begin

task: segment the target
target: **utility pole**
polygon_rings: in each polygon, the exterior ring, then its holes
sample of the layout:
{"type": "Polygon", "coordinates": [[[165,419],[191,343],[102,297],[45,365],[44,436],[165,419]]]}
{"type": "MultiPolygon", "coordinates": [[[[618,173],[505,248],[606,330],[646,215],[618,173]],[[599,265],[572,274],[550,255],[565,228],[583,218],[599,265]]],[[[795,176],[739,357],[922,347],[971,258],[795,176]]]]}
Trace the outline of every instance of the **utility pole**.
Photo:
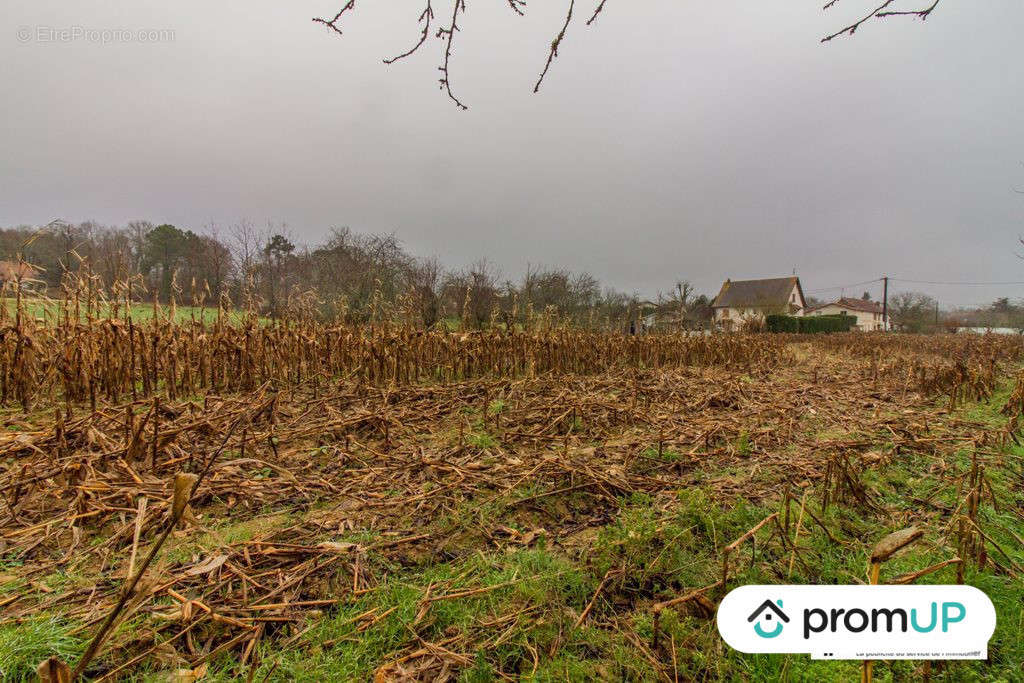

end

- _Objective_
Return each line above that contains the string "coordinates".

- _Answer below_
{"type": "Polygon", "coordinates": [[[165,419],[191,343],[102,297],[45,365],[44,436],[165,419]]]}
{"type": "MultiPolygon", "coordinates": [[[[618,173],[505,248],[606,330],[646,215],[618,173]],[[599,265],[572,274],[550,255],[565,228],[583,218],[599,265]]],[[[795,176],[739,357],[922,347],[971,258],[795,176]]]]}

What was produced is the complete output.